What you should do ->
Write the next part of the passage on point and protocol solutions for a Data Commons, picking up after its final sentence.

Text passage ->
BEGIN

One choice for a Data Commons is between a “point solution” – one tailored to the specific requirements of a narrow community and specific reuse application – and a “protocol solution” – one employing rules and specifications with more general applicability.
Many solutions today involve hardwired attempts to share data. Examples include the Statistics New Zealand IDI and most of the data integration projects within government, or the Loyalty New Zealand Fly Buys programme integrating personal data across fifty or more New Zealand companies. The same focus on bespoke solutions applies to Google or Facebook.
Programming and technology can hardwire virtually anything. So there is always the option to just build the specific Commons solution: buy a big computer and tailor individual data gathering and integration solutions to the available data, then build the high-trust, inclusive, participant-controlled, data reuse system in this “box” or “cloud”. But this costs more, is inflexible and is fragile. A point solution might be easier to prototype, but is often harder to scale. It also has a built-in centralising and so controlling tendency (though this can arguably be mitigated).
A point solution might be easier to prototype, but is often harder to scale.
We think the better opportunity is to create a protocol-based generalisable approach.

END

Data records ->
BEGIN

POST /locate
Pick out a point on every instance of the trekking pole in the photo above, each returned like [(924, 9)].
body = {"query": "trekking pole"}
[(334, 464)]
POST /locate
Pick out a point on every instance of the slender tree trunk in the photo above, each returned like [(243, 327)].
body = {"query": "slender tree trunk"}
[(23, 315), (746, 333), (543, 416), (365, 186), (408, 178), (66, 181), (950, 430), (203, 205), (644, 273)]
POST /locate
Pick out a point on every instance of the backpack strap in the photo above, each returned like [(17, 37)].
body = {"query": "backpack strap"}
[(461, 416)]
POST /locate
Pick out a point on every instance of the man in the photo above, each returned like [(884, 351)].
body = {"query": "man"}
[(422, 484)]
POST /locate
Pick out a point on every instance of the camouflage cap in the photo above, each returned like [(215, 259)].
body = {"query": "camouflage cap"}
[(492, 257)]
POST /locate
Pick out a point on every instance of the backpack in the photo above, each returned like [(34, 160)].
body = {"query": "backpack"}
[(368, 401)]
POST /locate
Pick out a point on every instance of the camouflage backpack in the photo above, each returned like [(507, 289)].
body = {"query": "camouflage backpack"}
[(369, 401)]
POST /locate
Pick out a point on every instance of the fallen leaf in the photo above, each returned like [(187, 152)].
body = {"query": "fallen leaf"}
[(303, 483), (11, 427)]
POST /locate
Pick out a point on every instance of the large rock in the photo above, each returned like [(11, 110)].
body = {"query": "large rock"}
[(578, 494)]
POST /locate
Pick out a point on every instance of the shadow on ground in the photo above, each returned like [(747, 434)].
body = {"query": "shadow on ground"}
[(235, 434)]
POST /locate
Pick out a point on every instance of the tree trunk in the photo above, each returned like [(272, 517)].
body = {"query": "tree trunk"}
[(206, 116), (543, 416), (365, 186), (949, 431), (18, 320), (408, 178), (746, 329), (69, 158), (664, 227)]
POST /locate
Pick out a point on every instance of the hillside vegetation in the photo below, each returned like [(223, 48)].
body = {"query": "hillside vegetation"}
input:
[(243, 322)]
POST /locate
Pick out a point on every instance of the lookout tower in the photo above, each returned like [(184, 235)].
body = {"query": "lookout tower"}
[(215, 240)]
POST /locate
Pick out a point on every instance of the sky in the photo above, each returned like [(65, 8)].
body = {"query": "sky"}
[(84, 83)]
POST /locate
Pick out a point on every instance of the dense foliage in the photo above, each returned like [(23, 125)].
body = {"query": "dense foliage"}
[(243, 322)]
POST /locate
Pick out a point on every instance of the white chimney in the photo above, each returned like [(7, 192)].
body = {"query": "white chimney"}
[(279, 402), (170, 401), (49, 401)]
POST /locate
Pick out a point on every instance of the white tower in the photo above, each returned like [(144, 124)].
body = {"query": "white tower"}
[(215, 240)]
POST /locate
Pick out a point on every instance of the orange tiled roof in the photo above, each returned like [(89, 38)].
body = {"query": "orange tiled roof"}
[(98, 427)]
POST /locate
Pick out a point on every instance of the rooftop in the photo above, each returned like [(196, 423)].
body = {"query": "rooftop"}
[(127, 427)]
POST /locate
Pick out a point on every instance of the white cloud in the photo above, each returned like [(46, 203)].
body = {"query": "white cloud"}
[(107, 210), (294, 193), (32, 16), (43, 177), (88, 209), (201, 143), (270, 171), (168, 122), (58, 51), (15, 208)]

END

Result of this task ->
Technically, a protocol-based approach (as opposed to point solutions) usually builds more innovation, lower costs, scalability, and inclusion into the solution from the ground up. A protocol-based approach to the commons will be a slightly slower start, but far cheaper, more innovative and flexible, and more scalable in the longer run. It is a better solution for distributing control (mitigating some central actor tendencies). It also makes the solution scalable at low cost, since new interests are merely adding themselves to the network of other actors who adhere to the protocol.
But there are more basic reasons for looking for generalisable solutions. The most basic has to do with the nature of data: the more opportunities for reuse and integration of data we can create, the better we understand the world we live in and the more value we are likely to add to our society. Each specific instance of a Community of Interest sharing and reusing data sits within a much larger data ecosystem, made up of all the ways in which the data we generate reflects the complex interconnections of the social, economic, and physical world in which we live. As we link that data together, we will find more connections – expected and unexpected.
So the rules for a Data Commons ought to be designed to facilitate scalability – widening the parameters of an existing Community of Interest, and trading/ sharing data between Communities of Interest – to increase the opportunities for making these connections.
At a technical level the solutions are available. A transparently published protocol will include things like “Application Programming Interfaces” and “Metadata standards” for the technology and data layers respectively. Protocols for both are being developed or have already been adopted. But what are more important for our concept of the generalisable Data Commons are the higher layers of these protocols.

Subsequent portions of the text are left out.